Kata Kita
Berita, Artikel, dan Opini tentang Ejaan. id dan Pedoman Umum Ejaan Bahasa Indonesia.
Salahkah Menggunakan Bahasa tidak Baku?
Oleh Jufika Martalina, M.Hum.*
Persoalan ini berawal dari perbincangan teman-teman saya beberapa minggu lalu di grup WhatsApp. Salah satu dari anggota grup memberikan opini yang di dalamnya mengandung kata tolak ukur. Kemudian, salah satu anggota lain menimpalinya dengan memberikan penegasan bahwa tolok, bukan tolak! Berdasarkan kejadian tersebut terjadi beberapa perdebatan dengan munculnya opini anggota lain dengan beberapa pertanyaan kepada anggota yang mengkritisi perihal tolak ukur yang seharusnya adalah tolok ukur. Salah satu pertanyaan menarik yang muncul ketika perdebatan itu adalah mengapa orang-orang banyak menggunakan tolak ukur, bukan tolok ukur?
Sebagai masyarakat awam tentunya kita terbiasa mendengar atau menggunakan tolak ukur, bukan tolok ukur dalam sebuah tuturan. Jika ditelaah lebih dalam, perihal penggunaan kata tolak dan tolok sebenarnya tidak ada masalah ketika kita melihat kapan kata tersebut hadir dalam sebuah tuturan. Kapan penggunaan sebuah kata digunakan berhubungan dengan ilmu bahasa interdisipliner, yaitu sosiolinguistik. Menurut Kridalaksana dalam Kamus Linguistik, sosiolinguistik adalah cabang ilmu bahasa yang mempelajari hubungan dan saling pengaruh antara perilaku bahasa dan perilaku sosial. Saling pengaruh antara perilaku bahasa dan perilaku sosial ini akan menghadirkan istilah ragam bahasa dalam penggunaannya.

## PETUNJUK
1. Tampilkan tanpa perubahan bagian teks tentang bahasa tidak baku yang dimulai dengan "Sebagai masyarakat awam" dan berlanjut sampai "bahasa dalam penggunaannya.".
2. Tolong teruskan teks tentang bahasa tidak baku dengan bagian berikutnya, dimulai sesudah kalimat terakhirnya.
Entri sesudahnya merupakan bahan tersendiri yang terpisah dari teks tentang bahasa tidak baku.

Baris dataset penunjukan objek
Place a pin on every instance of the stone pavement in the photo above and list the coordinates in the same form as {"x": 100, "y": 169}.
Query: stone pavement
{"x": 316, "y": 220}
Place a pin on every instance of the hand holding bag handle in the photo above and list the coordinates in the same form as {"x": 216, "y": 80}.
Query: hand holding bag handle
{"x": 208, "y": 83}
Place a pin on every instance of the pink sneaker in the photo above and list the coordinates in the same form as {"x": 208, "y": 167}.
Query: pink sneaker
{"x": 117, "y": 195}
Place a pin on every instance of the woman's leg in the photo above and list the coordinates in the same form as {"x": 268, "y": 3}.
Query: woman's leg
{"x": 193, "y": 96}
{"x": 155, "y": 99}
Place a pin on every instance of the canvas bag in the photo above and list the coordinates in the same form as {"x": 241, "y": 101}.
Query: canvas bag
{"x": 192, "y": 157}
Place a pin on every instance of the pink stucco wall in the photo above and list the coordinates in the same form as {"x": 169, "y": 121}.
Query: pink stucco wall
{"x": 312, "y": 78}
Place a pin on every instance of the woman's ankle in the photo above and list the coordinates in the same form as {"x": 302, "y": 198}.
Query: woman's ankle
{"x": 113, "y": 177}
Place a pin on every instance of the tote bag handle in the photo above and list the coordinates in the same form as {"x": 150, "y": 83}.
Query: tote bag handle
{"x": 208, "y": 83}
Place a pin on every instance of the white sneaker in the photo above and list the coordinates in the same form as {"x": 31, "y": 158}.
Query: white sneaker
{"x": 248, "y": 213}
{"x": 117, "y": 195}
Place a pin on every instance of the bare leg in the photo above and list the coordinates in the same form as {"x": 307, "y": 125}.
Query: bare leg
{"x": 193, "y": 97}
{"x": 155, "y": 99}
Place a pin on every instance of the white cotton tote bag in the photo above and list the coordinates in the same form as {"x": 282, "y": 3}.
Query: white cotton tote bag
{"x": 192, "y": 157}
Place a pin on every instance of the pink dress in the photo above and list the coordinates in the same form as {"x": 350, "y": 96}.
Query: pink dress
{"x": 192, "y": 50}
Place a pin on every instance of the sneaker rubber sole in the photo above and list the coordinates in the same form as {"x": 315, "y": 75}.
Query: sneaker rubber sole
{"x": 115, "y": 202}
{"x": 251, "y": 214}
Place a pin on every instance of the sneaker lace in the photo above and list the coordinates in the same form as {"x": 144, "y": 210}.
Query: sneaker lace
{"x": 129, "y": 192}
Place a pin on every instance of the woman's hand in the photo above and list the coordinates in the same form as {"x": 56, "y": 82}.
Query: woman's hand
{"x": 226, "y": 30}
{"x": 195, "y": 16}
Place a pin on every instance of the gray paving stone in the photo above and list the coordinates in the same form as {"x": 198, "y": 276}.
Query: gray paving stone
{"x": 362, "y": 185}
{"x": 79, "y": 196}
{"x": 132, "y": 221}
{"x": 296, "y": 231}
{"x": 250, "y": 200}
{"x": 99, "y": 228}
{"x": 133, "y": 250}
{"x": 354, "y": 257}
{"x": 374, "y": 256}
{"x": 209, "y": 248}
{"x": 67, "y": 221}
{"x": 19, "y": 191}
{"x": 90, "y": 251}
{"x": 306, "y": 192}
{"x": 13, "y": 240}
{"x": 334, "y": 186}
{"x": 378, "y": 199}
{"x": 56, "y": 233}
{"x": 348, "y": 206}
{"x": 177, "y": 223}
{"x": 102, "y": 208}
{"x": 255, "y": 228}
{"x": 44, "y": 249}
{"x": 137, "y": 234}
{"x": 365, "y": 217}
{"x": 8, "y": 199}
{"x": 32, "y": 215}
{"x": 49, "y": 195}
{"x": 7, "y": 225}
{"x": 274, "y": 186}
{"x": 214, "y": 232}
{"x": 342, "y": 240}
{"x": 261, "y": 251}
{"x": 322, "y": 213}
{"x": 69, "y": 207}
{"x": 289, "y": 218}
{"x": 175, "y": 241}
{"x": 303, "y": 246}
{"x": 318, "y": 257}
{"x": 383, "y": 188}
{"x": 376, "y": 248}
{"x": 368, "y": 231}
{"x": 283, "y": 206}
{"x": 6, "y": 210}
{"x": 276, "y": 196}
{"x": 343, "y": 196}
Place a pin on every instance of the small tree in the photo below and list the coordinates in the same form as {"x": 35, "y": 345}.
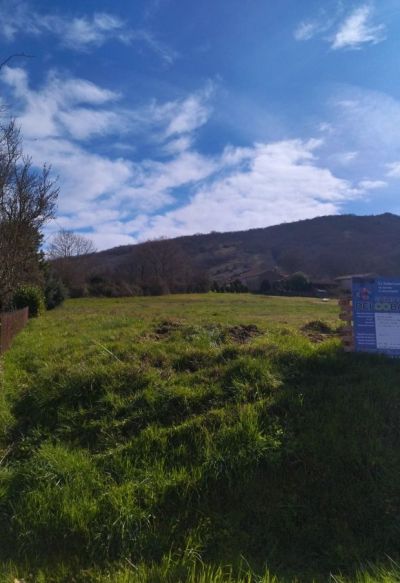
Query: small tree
{"x": 298, "y": 282}
{"x": 63, "y": 249}
{"x": 27, "y": 201}
{"x": 67, "y": 244}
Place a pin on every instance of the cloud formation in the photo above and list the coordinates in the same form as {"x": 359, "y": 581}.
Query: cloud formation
{"x": 359, "y": 29}
{"x": 351, "y": 31}
{"x": 123, "y": 199}
{"x": 78, "y": 33}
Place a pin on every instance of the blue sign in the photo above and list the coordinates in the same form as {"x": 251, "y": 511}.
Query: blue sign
{"x": 376, "y": 315}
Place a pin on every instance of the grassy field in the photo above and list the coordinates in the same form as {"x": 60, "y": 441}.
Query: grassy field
{"x": 210, "y": 438}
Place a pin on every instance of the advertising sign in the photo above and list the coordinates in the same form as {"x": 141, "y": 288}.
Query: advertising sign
{"x": 376, "y": 315}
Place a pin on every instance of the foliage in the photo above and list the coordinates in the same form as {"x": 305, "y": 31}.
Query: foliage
{"x": 29, "y": 296}
{"x": 66, "y": 244}
{"x": 27, "y": 201}
{"x": 298, "y": 282}
{"x": 144, "y": 441}
{"x": 55, "y": 291}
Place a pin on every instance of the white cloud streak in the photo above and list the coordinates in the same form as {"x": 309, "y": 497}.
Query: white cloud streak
{"x": 358, "y": 30}
{"x": 80, "y": 33}
{"x": 123, "y": 199}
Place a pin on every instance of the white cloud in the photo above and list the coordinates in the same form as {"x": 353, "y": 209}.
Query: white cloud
{"x": 352, "y": 32}
{"x": 59, "y": 106}
{"x": 372, "y": 184}
{"x": 79, "y": 33}
{"x": 393, "y": 170}
{"x": 123, "y": 199}
{"x": 358, "y": 29}
{"x": 279, "y": 182}
{"x": 345, "y": 158}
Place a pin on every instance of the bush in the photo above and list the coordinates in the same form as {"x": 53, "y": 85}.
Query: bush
{"x": 29, "y": 296}
{"x": 55, "y": 291}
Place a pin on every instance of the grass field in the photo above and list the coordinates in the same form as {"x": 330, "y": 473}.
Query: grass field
{"x": 203, "y": 438}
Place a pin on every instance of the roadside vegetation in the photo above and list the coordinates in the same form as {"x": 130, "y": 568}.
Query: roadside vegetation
{"x": 197, "y": 438}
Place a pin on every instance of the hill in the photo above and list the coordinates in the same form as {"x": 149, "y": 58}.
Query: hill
{"x": 182, "y": 439}
{"x": 323, "y": 248}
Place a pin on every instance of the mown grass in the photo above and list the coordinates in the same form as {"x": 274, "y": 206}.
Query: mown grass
{"x": 197, "y": 438}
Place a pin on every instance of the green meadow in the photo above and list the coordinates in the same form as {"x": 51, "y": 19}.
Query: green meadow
{"x": 198, "y": 438}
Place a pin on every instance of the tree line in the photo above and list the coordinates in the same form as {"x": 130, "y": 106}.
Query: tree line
{"x": 28, "y": 198}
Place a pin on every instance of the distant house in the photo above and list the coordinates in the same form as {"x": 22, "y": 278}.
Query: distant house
{"x": 344, "y": 282}
{"x": 254, "y": 282}
{"x": 324, "y": 289}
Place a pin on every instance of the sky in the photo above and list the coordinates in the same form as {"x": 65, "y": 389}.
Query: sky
{"x": 164, "y": 118}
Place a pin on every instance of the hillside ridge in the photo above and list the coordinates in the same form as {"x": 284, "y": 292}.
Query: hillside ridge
{"x": 323, "y": 247}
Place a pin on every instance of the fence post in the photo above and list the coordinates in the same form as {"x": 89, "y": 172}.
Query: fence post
{"x": 10, "y": 324}
{"x": 347, "y": 331}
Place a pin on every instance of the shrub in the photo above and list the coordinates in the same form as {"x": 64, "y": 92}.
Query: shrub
{"x": 55, "y": 291}
{"x": 29, "y": 296}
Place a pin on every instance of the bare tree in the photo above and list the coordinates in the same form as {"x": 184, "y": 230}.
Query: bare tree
{"x": 67, "y": 244}
{"x": 27, "y": 201}
{"x": 68, "y": 252}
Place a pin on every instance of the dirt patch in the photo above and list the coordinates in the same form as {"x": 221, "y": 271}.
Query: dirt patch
{"x": 243, "y": 333}
{"x": 166, "y": 327}
{"x": 317, "y": 331}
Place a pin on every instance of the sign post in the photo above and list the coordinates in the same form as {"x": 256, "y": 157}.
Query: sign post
{"x": 376, "y": 315}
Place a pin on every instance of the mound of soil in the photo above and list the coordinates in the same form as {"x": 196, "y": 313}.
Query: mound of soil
{"x": 243, "y": 333}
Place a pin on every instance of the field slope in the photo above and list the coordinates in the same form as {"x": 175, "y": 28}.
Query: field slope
{"x": 197, "y": 438}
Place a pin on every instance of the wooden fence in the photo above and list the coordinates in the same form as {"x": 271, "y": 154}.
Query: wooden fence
{"x": 10, "y": 324}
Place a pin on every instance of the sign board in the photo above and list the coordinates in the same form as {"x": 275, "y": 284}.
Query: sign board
{"x": 376, "y": 315}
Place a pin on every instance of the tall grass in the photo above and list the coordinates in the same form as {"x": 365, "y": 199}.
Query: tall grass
{"x": 167, "y": 440}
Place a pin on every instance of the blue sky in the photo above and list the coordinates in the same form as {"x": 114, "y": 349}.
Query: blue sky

## JAWABAN LATIHAN
1.
Sebagai masyarakat awam tentunya kita terbiasa mendengar atau menggunakan tolak ukur, bukan tolok ukur dalam sebuah tuturan. Jika ditelaah lebih dalam, perihal penggunaan kata tolak dan tolok sebenarnya tidak ada masalah ketika kita melihat kapan kata tersebut hadir dalam sebuah tuturan. Kapan penggunaan sebuah kata digunakan berhubungan dengan ilmu bahasa interdisipliner, yaitu sosiolinguistik. Menurut Kridalaksana dalam Kamus Linguistik, sosiolinguistik adalah cabang ilmu bahasa yang mempelajari hubungan dan saling pengaruh antara perilaku bahasa dan perilaku sosial. Saling pengaruh antara perilaku bahasa dan perilaku sosial ini akan menghadirkan istilah ragam bahasa dalam penggunaannya.

2.
Suhardi dan Cornelius mengungkapkan bahwa suatu bahasa atau kata-kata yang dipakai oleh masyarakat penuturnya digunakan untuk keperluan komunikasi yang meliputi tiga hal, yaitu medan (field), suasana (tenor), dan cara (mode). Medan merupakan subjek atau topik dalam teks suatu pembicaraan. Suasana mengacu pada hubungan peran peserta tuturan atau pembicaraan. Keberagaman menurut suasana berwujud dalam aspek kesantunan, ukuran formal dan tidaknya suatu ujaran, dan status partisipan yang terlibat di dalamnya. Cara mengacu kepada peran yang dimainkan bahasa dalam komunikasi. Termasuk di dalamnya adalah peran yang terkait dengan jalur yang digunakan ketika berkomunikasi. Jalur yang dimaksud adalah apakah pesan disampaikan dengan bahasa tulis, lisan, lisan untuk dituliskan, dan tulis untuk dilisankan.
Perihal penggunaan kata tolak ukur atau tolok ukur dalam sosiolinguistik dihubungkan dengan ragam baku dan tidak baku. Sebelum kita telaah lebih dalam, alangkah lebih baiknya kita harus mengetahui maksud dari ragam baku dan tidak baku. Ragam baku adalah ragam bahasa yang sudah melewati proses kodifikasi, yaitu tahap pembakuan tata bahasa, ejaan, dan kosakata. Pembakuan tersebut biasanya dicapai melalui penyusunan kamus. Ragam bahasa ini lazim ditemukan dalam bahasa tulis daripada bahasa lisan. Ragam tidak baku adalah kebalikan dari ragam baku.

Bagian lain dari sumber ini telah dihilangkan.